TASK STATEMENT> All the data below goes into the copy word for word, but the pictures don't.
---- TASK INPUTS
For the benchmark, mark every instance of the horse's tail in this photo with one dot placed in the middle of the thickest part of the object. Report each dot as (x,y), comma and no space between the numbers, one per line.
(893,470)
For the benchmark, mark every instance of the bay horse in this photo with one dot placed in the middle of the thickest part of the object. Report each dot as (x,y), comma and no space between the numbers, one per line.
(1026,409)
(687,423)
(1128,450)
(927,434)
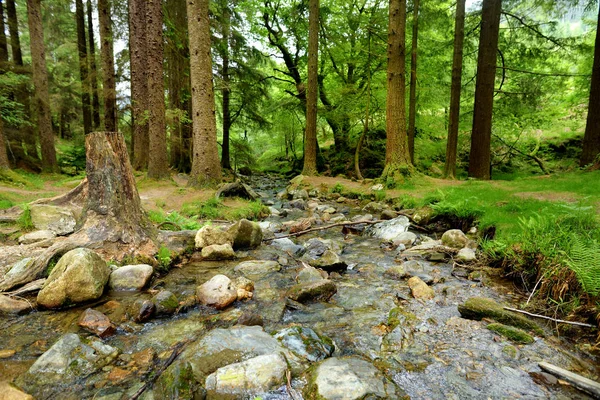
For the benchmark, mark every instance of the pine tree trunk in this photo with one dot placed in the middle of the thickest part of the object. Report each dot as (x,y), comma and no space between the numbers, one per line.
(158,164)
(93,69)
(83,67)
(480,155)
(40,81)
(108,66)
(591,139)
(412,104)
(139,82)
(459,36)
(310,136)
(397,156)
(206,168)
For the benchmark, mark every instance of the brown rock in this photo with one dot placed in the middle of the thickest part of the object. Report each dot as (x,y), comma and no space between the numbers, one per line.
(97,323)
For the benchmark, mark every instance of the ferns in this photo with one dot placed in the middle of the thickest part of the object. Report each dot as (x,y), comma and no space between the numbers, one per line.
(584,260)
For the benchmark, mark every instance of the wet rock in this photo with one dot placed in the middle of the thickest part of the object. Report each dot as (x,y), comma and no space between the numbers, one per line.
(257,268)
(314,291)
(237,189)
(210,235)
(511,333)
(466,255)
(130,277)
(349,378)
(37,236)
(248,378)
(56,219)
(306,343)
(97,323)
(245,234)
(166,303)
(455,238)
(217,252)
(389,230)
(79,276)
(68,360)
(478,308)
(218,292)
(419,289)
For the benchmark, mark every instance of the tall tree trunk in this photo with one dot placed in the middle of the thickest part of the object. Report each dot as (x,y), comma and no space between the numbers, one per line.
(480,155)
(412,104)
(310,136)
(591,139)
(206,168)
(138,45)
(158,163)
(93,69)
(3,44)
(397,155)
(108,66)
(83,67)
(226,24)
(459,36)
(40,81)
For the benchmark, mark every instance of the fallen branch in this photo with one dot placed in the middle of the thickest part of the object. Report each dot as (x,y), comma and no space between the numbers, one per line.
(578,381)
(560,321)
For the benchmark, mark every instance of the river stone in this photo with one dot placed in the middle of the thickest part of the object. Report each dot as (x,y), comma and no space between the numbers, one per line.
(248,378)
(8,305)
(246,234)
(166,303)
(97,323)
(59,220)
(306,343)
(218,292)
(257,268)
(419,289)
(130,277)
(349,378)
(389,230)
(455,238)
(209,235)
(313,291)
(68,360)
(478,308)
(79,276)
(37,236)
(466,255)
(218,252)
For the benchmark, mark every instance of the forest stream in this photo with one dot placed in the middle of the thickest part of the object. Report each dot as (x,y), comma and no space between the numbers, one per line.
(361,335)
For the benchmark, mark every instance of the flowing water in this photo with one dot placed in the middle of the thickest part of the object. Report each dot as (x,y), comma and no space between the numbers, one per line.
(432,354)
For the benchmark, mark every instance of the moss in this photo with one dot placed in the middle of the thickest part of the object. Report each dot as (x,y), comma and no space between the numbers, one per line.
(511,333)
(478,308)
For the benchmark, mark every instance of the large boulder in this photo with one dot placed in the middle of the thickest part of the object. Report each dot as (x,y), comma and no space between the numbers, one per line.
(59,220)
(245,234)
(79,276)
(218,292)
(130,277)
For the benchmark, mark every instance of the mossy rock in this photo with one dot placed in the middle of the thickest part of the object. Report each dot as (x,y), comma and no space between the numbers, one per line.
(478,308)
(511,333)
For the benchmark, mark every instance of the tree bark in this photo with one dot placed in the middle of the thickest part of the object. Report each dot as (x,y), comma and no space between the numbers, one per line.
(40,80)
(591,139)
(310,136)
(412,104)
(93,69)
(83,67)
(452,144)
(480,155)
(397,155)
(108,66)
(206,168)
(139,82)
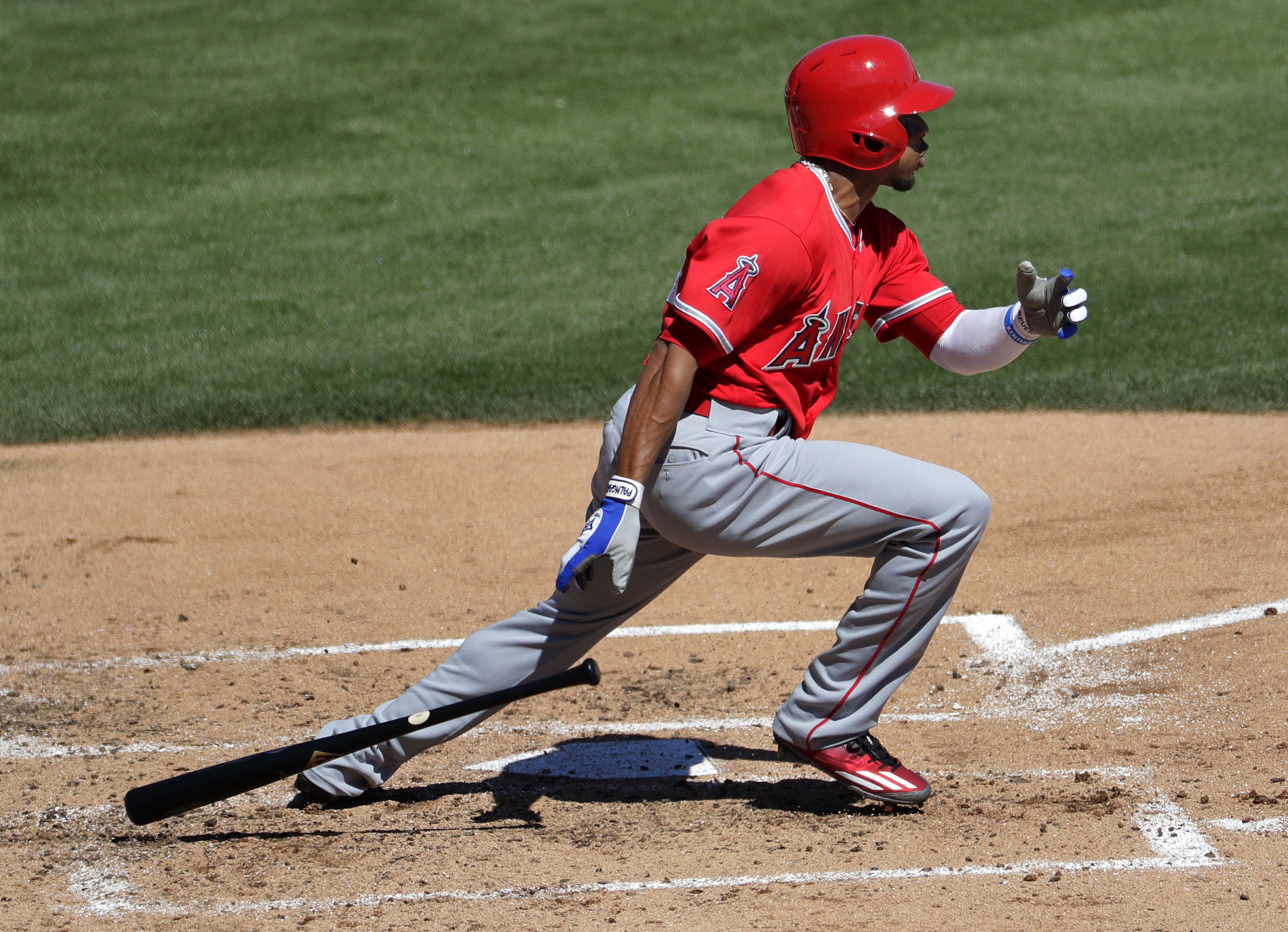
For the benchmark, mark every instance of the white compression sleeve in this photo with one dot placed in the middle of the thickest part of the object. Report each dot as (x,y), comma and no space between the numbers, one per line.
--------
EXERCISE SOLUTION>
For the benchmark, mark every instance of the horse's tail in this photo with one dot placed in the middle of the thickest part of the object. Report each dot as (x,y), comma and no space between the numbers, one per line.
(893,470)
For the benchmark, mark every instance of the bay horse in this photo with one dot placed in the middle of the thickest part of the object. Report each dot as (x,y), comma and no space between the numbers, one per line.
(1026,409)
(687,423)
(1128,450)
(927,434)
For the benchmark, mark every instance of the pine tree trunk in this photo with one dot placed in the middle of the thickest part of the object. Report each dot as (x,y), comma and no space between the numbers, one per line.
(158,164)
(93,69)
(83,67)
(480,155)
(40,81)
(108,66)
(591,139)
(412,104)
(139,82)
(459,36)
(310,136)
(397,156)
(206,168)
For the benchmark, mark every instance of the brown rock in this photo with one dot placed in the middle of the thickest part of the object. Report each dot as (x,y), comma and no space between the numbers, one per line.
(97,323)
For the benchmark, mark every instance of the ferns in this photo with one dot placed in the middle of the thickest part of the object. Report each dot as (x,y), comma and no space between the numbers, one per line.
(584,260)
For the benchmark, mark every instance of the wet rock in this photo with one dot placed in the middle of the thickest part of the object. Report each dot as (x,y), comma and no space between the numbers, one per line.
(257,268)
(314,291)
(237,189)
(210,235)
(511,333)
(466,255)
(130,277)
(349,378)
(37,236)
(248,378)
(56,219)
(306,343)
(97,323)
(245,234)
(166,303)
(455,238)
(217,252)
(389,230)
(79,276)
(68,360)
(478,308)
(218,292)
(419,289)
For the benchmark, mark every instance of the tall tree trunk in this photo with one dot placed in the middle of the thickest part of the object. Report each dot as (x,y), comma and no space between the numbers, one per line.
(480,155)
(412,104)
(310,136)
(591,139)
(206,168)
(138,45)
(158,163)
(93,69)
(3,44)
(397,155)
(108,66)
(83,67)
(226,24)
(459,36)
(40,81)
For the benchmark, mark every instance of the fallen branch in this photo with one dot placed in the middle of the thickest part of the object. Report each dot as (x,y), comma and no space between the numbers, one per line.
(578,381)
(560,321)
For the benchmark, mark every instance of the river stone in this photo with one dot placed in the middle of the thickest part of the object. Report each dot as (x,y), comma and no space between the numbers, one per line.
(248,378)
(8,305)
(246,234)
(166,303)
(97,323)
(59,220)
(306,343)
(218,292)
(257,268)
(419,289)
(130,277)
(349,378)
(389,230)
(455,238)
(209,235)
(313,291)
(68,360)
(478,308)
(79,276)
(37,236)
(466,255)
(218,252)
For the benchmark, mark every instance of the forest stream in this photo with one dot placed in the middle of the thickest part of the object. Report each dot as (x,y), comma and no space between the numbers, one per line.
(361,335)
For the benchmark, mark every instance of the flowing water in this photo with one dot placed in the middle of the thickest part of the object. Report each dot as (x,y), comma and no space between the numbers, one per line.
(432,354)
For the benchmark, mark every instance of the moss in this photo with one dot placed in the middle of the thickest part of the object. Report each dot as (x,y), comma and no space between the numbers, one per line.
(511,333)
(478,308)
For the benchmark, mark every instance of the large boulder in this photo with one dot placed in the middle of the thickest part of the object. Report each dot as (x,y), comma and no space between the numbers, one per line.
(59,220)
(245,234)
(79,276)
(218,292)
(130,277)
For the benchmark, mark every instance of the mossy rock in this photo with one dot placed in the middle of the thickest part of the object. Report each dot as (x,y), comma and no space between the numbers, one per line.
(478,308)
(511,333)
For the benchmark, mark every instance of the tree bark in this photo with one dot placed in the middle of the thickest part of the object. Report each dot as (x,y), comma and no space between the numbers, one per line.
(40,80)
(591,139)
(310,136)
(412,104)
(93,69)
(83,67)
(452,144)
(480,155)
(397,155)
(108,66)
(206,168)
(139,82)
For the benchmark, mark every instance of the white compression sleeve in this photo with one dot placed in the middle of the thickest part of the object. Report each dot as (x,y), comma and no space between the numbers, one per line.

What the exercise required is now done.